I think we've all done it. Just blurting stuff out rather than keeping it to ourselves; which sometimes works out for the better.
I have had plenty of experience of 'putting my foot in it'. I think it will always be something I do. I don't mean to though; well not all the time. I can't even begin to count the amount of times I have said something and then realised how inappropriate it is. For example, last weekend two of my friends came in. They had broken up a few weeks ago and had decided to patch it up. The fella told me it was their 1 year anniversary soon and I proceeded to say 'Haven't you had enough of her yet?' Only to remember that actually yes they had both had enough of one another, but were now trying to make it work. Ugh. That was a face palm moment. It may not be one of the worst times I've said something silly but in hindsight it probably wasn't one of my most supportive moments. (I did apologise to the bloke after, when the girl had wandered off and he didn't seem to fazed...)
Usually the only good thing about blurting out things is that they're actually the truth. Not always, granted. Sometimes in an argument the heat of the moment can take over and you just try and point score. One thing I have stopped doing.(I hope.) It's like they say, that when you're drunk you're more honest. I guess this is also the case for speaking out. When your brain and mouth fall out it can end up punishing some innocent bystander. I love honesty. It's one of my favourite traits in people but I also hate really rude people. There are some on this planet who don't suffer from 'blurt-itus' they just suffer from rudeness. The type of person that will be blatantly rude just for effect. Go away if you are one of them. I will say what I think and in some occasions I will regret my choice of phrasing but I can't imagine how it feels to be so ruthless and to not even care. There's a difference between accidentally letting something slip; like telling your friend she looks like a tart then trying to back peddle. Done that plenty of times.

Data extract -
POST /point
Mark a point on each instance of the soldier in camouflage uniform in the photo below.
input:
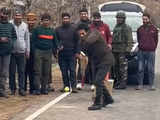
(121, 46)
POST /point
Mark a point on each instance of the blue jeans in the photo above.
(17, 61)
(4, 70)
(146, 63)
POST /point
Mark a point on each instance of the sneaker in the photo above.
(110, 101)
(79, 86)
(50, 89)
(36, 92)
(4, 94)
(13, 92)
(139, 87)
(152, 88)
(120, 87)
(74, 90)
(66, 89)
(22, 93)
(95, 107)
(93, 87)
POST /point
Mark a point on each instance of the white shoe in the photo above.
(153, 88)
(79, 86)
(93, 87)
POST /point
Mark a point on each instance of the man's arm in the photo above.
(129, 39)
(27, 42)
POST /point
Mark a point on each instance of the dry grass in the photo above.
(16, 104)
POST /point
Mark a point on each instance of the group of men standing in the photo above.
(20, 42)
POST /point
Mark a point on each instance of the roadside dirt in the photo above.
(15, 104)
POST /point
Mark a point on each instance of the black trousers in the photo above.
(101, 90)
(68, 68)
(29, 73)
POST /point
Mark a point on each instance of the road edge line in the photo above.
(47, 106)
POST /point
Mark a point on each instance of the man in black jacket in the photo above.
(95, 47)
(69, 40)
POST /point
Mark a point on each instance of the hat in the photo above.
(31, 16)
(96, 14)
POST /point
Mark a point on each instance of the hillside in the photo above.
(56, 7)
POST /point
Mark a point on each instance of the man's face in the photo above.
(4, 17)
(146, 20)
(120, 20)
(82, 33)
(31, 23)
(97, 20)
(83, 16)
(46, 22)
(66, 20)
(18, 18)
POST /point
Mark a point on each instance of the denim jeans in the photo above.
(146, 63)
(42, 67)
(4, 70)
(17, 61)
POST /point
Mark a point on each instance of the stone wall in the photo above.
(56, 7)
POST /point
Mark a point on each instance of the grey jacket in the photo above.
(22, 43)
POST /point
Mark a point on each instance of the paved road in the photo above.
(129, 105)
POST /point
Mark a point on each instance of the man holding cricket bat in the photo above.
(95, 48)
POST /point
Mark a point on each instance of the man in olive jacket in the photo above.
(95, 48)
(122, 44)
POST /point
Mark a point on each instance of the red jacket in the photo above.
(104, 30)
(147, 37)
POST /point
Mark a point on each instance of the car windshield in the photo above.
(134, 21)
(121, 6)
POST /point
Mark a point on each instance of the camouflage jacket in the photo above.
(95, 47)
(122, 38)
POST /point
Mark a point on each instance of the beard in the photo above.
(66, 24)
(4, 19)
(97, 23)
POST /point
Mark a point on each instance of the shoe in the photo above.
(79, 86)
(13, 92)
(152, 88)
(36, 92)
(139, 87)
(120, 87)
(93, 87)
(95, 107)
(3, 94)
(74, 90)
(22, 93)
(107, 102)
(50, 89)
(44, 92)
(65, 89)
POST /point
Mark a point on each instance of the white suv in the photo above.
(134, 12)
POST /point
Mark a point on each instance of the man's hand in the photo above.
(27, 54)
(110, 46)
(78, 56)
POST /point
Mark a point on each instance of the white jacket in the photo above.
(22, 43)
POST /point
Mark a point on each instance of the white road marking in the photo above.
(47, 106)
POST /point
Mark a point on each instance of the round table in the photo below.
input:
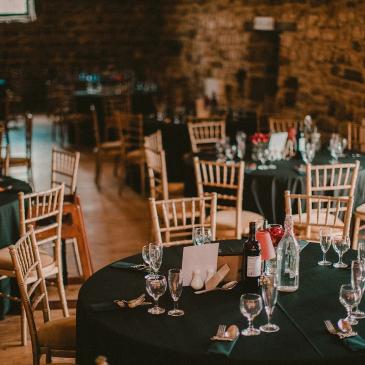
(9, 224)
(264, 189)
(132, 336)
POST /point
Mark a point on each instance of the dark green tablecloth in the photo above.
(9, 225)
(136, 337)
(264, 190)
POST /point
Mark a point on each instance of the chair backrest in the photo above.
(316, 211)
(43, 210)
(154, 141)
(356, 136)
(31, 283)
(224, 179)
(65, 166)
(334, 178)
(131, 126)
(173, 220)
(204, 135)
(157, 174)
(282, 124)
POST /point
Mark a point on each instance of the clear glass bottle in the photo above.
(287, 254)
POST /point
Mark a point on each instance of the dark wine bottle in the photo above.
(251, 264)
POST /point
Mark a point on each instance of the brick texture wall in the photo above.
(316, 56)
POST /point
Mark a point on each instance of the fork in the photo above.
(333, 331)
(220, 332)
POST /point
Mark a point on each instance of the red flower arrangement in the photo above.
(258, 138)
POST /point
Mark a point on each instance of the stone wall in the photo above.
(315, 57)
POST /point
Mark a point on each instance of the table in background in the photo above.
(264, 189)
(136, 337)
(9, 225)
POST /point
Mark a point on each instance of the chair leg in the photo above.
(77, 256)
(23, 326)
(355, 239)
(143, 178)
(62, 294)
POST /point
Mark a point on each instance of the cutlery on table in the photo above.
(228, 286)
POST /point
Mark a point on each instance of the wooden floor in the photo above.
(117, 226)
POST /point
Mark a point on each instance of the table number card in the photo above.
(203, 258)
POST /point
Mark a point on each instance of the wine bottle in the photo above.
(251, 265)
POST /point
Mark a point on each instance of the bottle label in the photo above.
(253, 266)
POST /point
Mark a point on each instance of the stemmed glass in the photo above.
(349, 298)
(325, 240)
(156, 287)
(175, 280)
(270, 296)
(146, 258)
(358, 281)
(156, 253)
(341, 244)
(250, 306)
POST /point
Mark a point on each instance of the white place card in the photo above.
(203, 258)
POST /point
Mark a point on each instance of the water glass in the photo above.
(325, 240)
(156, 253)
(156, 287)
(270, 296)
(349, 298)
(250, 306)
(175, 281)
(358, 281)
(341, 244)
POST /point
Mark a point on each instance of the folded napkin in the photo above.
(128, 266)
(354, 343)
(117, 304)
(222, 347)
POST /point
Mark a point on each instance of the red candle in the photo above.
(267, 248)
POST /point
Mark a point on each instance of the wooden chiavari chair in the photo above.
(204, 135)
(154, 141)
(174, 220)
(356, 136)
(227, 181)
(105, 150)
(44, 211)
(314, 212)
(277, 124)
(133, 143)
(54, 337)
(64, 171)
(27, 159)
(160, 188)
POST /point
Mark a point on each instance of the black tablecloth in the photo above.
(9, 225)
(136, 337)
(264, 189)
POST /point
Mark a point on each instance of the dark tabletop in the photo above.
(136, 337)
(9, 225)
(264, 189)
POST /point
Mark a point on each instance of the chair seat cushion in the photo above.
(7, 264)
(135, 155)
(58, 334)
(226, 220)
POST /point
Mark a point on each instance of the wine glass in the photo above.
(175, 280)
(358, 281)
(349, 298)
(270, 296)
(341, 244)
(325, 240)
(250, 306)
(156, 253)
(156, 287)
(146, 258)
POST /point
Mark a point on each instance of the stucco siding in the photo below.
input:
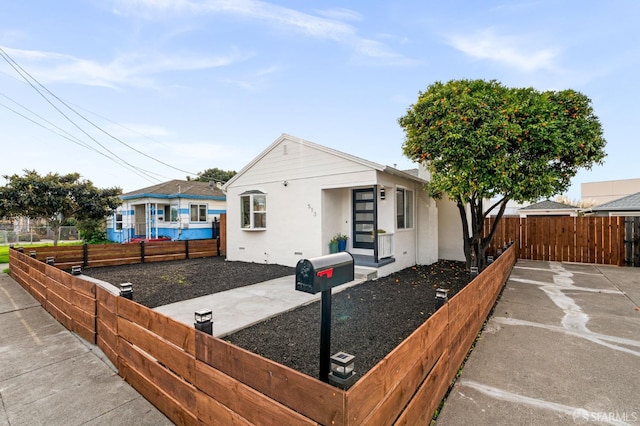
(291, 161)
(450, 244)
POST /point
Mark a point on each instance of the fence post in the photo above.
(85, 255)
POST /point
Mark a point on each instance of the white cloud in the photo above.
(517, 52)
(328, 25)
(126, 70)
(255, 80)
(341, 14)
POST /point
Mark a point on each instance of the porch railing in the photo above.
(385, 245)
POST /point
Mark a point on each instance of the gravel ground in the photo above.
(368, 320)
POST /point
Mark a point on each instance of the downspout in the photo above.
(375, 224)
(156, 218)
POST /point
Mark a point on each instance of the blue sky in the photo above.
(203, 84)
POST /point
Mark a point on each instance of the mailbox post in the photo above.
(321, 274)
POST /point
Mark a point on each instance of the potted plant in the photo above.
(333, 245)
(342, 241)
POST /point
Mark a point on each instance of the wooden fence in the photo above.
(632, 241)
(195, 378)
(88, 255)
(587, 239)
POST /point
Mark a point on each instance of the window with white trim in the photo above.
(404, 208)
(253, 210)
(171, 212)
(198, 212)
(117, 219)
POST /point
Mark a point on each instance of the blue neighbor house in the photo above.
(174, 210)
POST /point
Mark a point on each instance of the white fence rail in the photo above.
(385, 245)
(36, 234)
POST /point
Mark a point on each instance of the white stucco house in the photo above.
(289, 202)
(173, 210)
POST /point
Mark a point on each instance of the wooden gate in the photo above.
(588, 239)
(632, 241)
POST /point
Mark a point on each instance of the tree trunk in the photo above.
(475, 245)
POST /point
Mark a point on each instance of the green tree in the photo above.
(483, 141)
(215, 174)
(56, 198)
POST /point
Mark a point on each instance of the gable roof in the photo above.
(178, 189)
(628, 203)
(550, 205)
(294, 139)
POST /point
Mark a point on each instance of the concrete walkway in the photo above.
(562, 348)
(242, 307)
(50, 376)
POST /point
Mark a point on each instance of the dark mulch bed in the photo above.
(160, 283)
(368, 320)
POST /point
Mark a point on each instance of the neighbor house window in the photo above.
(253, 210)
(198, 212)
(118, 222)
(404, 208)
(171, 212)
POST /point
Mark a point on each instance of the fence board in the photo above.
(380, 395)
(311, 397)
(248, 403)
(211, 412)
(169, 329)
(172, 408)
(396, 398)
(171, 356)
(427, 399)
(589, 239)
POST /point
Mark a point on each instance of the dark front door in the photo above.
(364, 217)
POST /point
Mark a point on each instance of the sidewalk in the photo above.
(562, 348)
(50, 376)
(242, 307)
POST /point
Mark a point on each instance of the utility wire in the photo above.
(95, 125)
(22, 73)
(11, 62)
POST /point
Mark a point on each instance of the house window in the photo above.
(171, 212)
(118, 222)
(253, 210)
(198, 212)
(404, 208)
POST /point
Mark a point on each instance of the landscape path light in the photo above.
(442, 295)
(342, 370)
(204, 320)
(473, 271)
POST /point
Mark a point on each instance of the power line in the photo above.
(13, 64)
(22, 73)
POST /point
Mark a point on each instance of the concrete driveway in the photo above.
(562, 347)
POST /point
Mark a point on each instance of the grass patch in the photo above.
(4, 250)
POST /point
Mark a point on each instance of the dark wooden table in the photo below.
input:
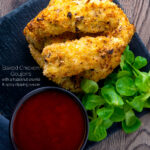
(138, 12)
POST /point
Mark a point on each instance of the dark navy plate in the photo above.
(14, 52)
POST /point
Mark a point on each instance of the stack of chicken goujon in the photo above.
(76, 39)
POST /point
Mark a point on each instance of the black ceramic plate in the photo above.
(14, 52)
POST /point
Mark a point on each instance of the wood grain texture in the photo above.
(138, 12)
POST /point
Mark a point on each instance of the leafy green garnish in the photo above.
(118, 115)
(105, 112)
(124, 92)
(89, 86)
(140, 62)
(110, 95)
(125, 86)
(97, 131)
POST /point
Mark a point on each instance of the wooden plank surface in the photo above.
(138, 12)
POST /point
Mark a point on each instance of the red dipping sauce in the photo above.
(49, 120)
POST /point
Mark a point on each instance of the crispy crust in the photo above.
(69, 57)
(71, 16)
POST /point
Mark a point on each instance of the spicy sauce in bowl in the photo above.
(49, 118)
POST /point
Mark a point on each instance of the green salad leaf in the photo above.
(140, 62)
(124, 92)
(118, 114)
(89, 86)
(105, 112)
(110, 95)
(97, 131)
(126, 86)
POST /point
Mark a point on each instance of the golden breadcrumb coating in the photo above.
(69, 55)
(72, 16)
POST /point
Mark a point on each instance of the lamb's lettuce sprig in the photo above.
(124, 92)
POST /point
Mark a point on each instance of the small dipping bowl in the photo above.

Tasks to carry out -
[1] In the blog post about blurting things out, what did the writer say after being told about the couple's upcoming one-year anniversary?
[2] Continue the blog post about blurting things out, picking up after its last sentence.

Answers given -
[1] The writer asked, "Haven't you had enough of her yet?"

[2]
Blurting is fine if you are able to save the situation. Make it out to be a joke or even quickly think of another way of phrasing it so it doesn't sound so nasty. Then there are times when actually one small comment can be taken way out of context and turned in to turf war. Revert back to previous comment of calling a friend a tart.
Mouth says: "You look like a right old tart!"
Brain screams: "Nooooo! I meant it looks good but you're showing off more than usual!"
To be fair, most of the time, you can't win.
I choose freedom of speech. If I say something inappropriate to you, either:
1) It will be in jest;
2) I've phrased it wrong or;
3) You are a dirty tramp and I don't really like you.
Usually it will be the top 2, however beware!
Sometimes we have to be cruel to be kind but under no circumstances should you ever do it to hurt someone intentionally. There are ways of trying to say something without being offensive. I like people with opinions and an honest nature. Maybe we should all try our best to not blurt stuff out, especially the important things, but never lie to those you love. It will come back and bite you on the bum! If you have something to say, then say it! Just don't forget you might be hurting someone.
I will continue to blurt things out and seem a bit catty. That will never be anything I want to change. However, I will start trying to think before I speak.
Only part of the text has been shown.